#### [Problem requirements]
No images are to be carried over; print all other material exactly as it stands.
Start of The records
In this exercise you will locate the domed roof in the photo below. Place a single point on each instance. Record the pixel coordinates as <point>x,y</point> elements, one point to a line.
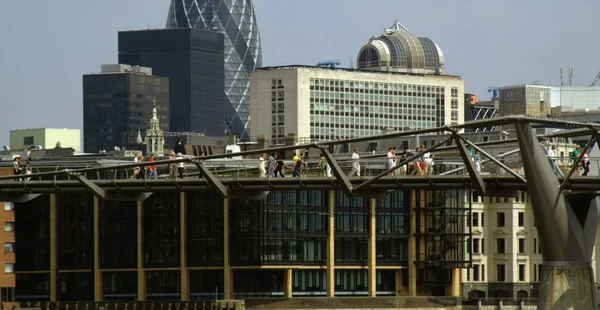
<point>400,51</point>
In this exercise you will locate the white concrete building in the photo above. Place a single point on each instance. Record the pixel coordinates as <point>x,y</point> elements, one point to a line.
<point>328,103</point>
<point>506,252</point>
<point>46,138</point>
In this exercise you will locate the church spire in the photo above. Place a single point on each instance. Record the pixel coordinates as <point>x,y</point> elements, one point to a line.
<point>155,138</point>
<point>154,112</point>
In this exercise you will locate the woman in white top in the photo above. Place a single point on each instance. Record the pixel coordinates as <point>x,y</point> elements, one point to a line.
<point>180,166</point>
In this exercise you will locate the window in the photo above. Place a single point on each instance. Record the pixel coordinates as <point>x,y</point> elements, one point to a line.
<point>476,246</point>
<point>8,206</point>
<point>501,272</point>
<point>522,272</point>
<point>522,246</point>
<point>28,140</point>
<point>500,245</point>
<point>9,247</point>
<point>9,268</point>
<point>500,219</point>
<point>475,219</point>
<point>521,219</point>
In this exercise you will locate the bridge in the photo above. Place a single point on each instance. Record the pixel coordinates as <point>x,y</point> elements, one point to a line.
<point>566,207</point>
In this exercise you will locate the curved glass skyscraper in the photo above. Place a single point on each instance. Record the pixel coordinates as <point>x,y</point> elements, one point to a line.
<point>237,21</point>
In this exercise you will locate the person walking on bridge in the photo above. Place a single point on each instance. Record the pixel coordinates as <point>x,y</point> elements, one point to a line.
<point>355,164</point>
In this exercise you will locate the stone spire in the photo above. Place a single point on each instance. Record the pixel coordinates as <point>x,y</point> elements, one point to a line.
<point>155,138</point>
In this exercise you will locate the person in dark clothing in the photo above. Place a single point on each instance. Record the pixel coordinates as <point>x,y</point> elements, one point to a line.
<point>278,166</point>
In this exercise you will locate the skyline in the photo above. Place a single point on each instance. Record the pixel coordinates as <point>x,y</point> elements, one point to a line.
<point>41,68</point>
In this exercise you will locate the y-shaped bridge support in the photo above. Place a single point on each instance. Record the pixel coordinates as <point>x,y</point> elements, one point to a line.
<point>567,241</point>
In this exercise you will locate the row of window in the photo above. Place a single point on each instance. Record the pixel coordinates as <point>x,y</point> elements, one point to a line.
<point>500,219</point>
<point>478,246</point>
<point>477,273</point>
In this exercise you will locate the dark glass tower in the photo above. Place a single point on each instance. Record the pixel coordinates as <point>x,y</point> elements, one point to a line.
<point>237,21</point>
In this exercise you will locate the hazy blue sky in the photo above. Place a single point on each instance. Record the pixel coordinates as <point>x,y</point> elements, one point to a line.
<point>47,45</point>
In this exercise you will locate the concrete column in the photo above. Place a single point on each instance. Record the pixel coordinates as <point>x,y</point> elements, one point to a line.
<point>185,281</point>
<point>331,246</point>
<point>412,247</point>
<point>372,271</point>
<point>98,285</point>
<point>566,287</point>
<point>455,286</point>
<point>140,252</point>
<point>227,275</point>
<point>400,288</point>
<point>53,248</point>
<point>287,282</point>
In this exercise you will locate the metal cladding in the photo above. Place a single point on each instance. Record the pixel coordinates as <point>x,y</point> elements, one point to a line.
<point>243,53</point>
<point>560,233</point>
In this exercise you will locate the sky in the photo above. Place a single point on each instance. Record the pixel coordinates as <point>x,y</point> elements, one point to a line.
<point>46,46</point>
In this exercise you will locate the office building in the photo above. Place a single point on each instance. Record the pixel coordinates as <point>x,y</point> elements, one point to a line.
<point>236,20</point>
<point>117,104</point>
<point>506,252</point>
<point>45,138</point>
<point>331,103</point>
<point>173,246</point>
<point>192,60</point>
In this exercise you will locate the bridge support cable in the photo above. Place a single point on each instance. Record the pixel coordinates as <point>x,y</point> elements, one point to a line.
<point>406,161</point>
<point>578,161</point>
<point>95,189</point>
<point>337,171</point>
<point>567,278</point>
<point>506,154</point>
<point>211,179</point>
<point>494,160</point>
<point>470,165</point>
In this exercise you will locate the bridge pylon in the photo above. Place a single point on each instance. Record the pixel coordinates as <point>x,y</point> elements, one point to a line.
<point>567,235</point>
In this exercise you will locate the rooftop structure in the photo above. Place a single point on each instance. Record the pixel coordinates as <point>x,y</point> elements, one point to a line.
<point>334,103</point>
<point>45,138</point>
<point>399,50</point>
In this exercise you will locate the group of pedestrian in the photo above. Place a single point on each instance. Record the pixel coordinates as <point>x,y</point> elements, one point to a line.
<point>420,165</point>
<point>574,155</point>
<point>151,171</point>
<point>269,165</point>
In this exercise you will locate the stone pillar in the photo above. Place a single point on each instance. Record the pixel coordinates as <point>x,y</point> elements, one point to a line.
<point>412,247</point>
<point>185,291</point>
<point>290,140</point>
<point>566,287</point>
<point>53,248</point>
<point>98,285</point>
<point>372,271</point>
<point>227,275</point>
<point>331,246</point>
<point>140,252</point>
<point>287,282</point>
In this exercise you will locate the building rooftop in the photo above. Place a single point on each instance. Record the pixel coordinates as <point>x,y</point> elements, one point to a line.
<point>290,67</point>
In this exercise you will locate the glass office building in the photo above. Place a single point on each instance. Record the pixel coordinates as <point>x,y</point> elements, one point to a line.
<point>196,245</point>
<point>242,52</point>
<point>192,59</point>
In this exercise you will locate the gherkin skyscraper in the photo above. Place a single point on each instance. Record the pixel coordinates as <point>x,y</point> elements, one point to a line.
<point>243,54</point>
End of The records
#### [Answer for this exercise]
In this exercise you will locate the domed roof in the photo below. Place a single point on each instance. Record the pixel coordinates as <point>x,y</point> elements, one point to a line.
<point>400,51</point>
In this exercise you will locate the white concrete building in the photo above. Place a single point on each instance. Record the pixel coordinates as <point>x,y</point> elements, one point to a line.
<point>328,103</point>
<point>506,252</point>
<point>46,138</point>
In this exercise you will locate the church spire in the photo above. Place a single point on each instance. Record the pixel coordinates as <point>x,y</point> elements, one point to a line.
<point>155,138</point>
<point>154,112</point>
In this exercise you will locate the woman in white top in the photo above. Place a single point on each instance. Record the pixel coordinates as <point>x,y</point> elements, one point to a line.
<point>180,166</point>
In this exercise you will locate the window in the photo above. Place a single point on each instance. Record the pixel coordinates as <point>x,y</point> elements, one point to a line.
<point>476,246</point>
<point>8,206</point>
<point>501,272</point>
<point>522,272</point>
<point>522,246</point>
<point>28,140</point>
<point>500,245</point>
<point>9,247</point>
<point>9,268</point>
<point>500,219</point>
<point>475,219</point>
<point>521,219</point>
In this exercise you will locate the bridge in the photo above. Place a single point on each instance. Record the pixel coordinates as <point>x,y</point> elements, one point to a line.
<point>566,207</point>
In this exercise you will locate the curved glass skyscraper in the photo above. Place a single point on each instance. Record the pixel coordinates as <point>x,y</point> elements, one point to a line.
<point>237,21</point>
In this exercise you will locate the person walking on bridge in the photo above. Place a single point on each instance. Record the pixel coordinates as <point>x,y</point> elements, one point to a line.
<point>355,164</point>
In this exercise you will locate the stone spire in the photo above. Place a single point on each instance. Record the pixel coordinates as <point>x,y</point> elements, one point to a line.
<point>155,138</point>
In this exercise you will locate the person in dark clothing in the photo above. Place a single point on each instance. Record the pixel coordinates as <point>x,y</point> elements, one point to a line.
<point>278,166</point>
In this exercise you will locate the skyline in the photo above. Place a single point on each instance. Record the pixel coordinates as <point>x,y</point> elements, one point to a line.
<point>41,68</point>
In this exercise you will locate the y-shaped bridge support in the photo above. Place a single point on each instance. Record the pixel coordinates as <point>x,y</point> elements, one point to a line.
<point>567,241</point>
In this exercise you will locate the row of window in the photo above. Place a single point on each instance. Record the pixel coordinates as <point>x,y</point> elements, one point to a line.
<point>500,219</point>
<point>478,246</point>
<point>477,273</point>
In this exercise you will locate the dark glass tower in the photo above. Place a single point on each instance. Record the pixel coordinates as <point>x,y</point> elements, one point to a line.
<point>237,21</point>
In this exercise you will locate the hazy blue sky in the photo above. Place a single point on each instance. Record the pixel coordinates as <point>x,y</point> elements, one point to a line.
<point>47,45</point>
In this exercise you will locate the concrete column in the photo above. Place a single point on each instance. Record the pixel coordinates as <point>x,y</point> elements, one point to a line.
<point>185,281</point>
<point>331,246</point>
<point>412,247</point>
<point>372,271</point>
<point>98,285</point>
<point>566,287</point>
<point>455,286</point>
<point>140,252</point>
<point>227,275</point>
<point>400,288</point>
<point>53,248</point>
<point>287,282</point>
In this exercise you will locate the metal cladding in the photo above. Place a single point on each instance. Record the pixel coordinates as <point>x,y</point> elements, one point to a line.
<point>243,53</point>
<point>560,233</point>
In this exercise you will locate the sky in the photo above. Place a single point on each instance. Record the pixel coordinates as <point>x,y</point> elements, one point to a line.
<point>46,46</point>
In this exercise you will locate the office building in the photo above. Place a single point on each instance. Record the pixel coordinates as <point>x,y</point> elements, one point to a line.
<point>236,20</point>
<point>117,104</point>
<point>506,252</point>
<point>45,138</point>
<point>331,103</point>
<point>173,246</point>
<point>192,60</point>
In this exercise you will locate the bridge support cable in the photo above. Place a single point on each instance. Record the pixel coordinates as <point>x,y</point> elements, one point to a line.
<point>406,161</point>
<point>578,161</point>
<point>95,189</point>
<point>337,171</point>
<point>567,278</point>
<point>506,154</point>
<point>211,179</point>
<point>494,160</point>
<point>470,165</point>
In this exercise you will locate the bridge pylon in the photo above. Place a single point on each instance. Record the pixel coordinates as <point>x,y</point> elements, one point to a line.
<point>567,235</point>
In this exercise you will locate the rooftop structure in the photo above. Place a single point on each instance. Record the pixel coordinates as <point>x,y</point> elements, one point to a line.
<point>334,103</point>
<point>45,138</point>
<point>399,50</point>
In this exercise you will locate the group of pedestrian in the photo above. Place a single point on each instance. Record the pixel coordinates as <point>x,y</point> elements, one point to a line.
<point>420,165</point>
<point>574,155</point>
<point>151,171</point>
<point>269,165</point>
In this exercise you will locate the stone pillar in the photo above. Place a single point on each instance. Record the pixel coordinates as <point>x,y</point> elements, one point to a line.
<point>412,247</point>
<point>185,291</point>
<point>290,140</point>
<point>566,287</point>
<point>53,248</point>
<point>98,285</point>
<point>372,271</point>
<point>227,275</point>
<point>331,246</point>
<point>140,252</point>
<point>287,282</point>
In this exercise you will locate the building rooftop in the photo above. Place a single point on each instance. Record the pixel coordinates as <point>x,y</point> elements, one point to a line.
<point>290,67</point>
In this exercise you will locate the glass office building in the photo above. Place a single point on each instance. Record the pixel coordinates as <point>x,y</point> elements, one point to a line.
<point>196,245</point>
<point>242,52</point>
<point>192,59</point>
In this exercise you will locate the gherkin skyscraper in the photo above. Place a single point on each instance. Record the pixel coordinates as <point>x,y</point> elements, one point to a line.
<point>243,54</point>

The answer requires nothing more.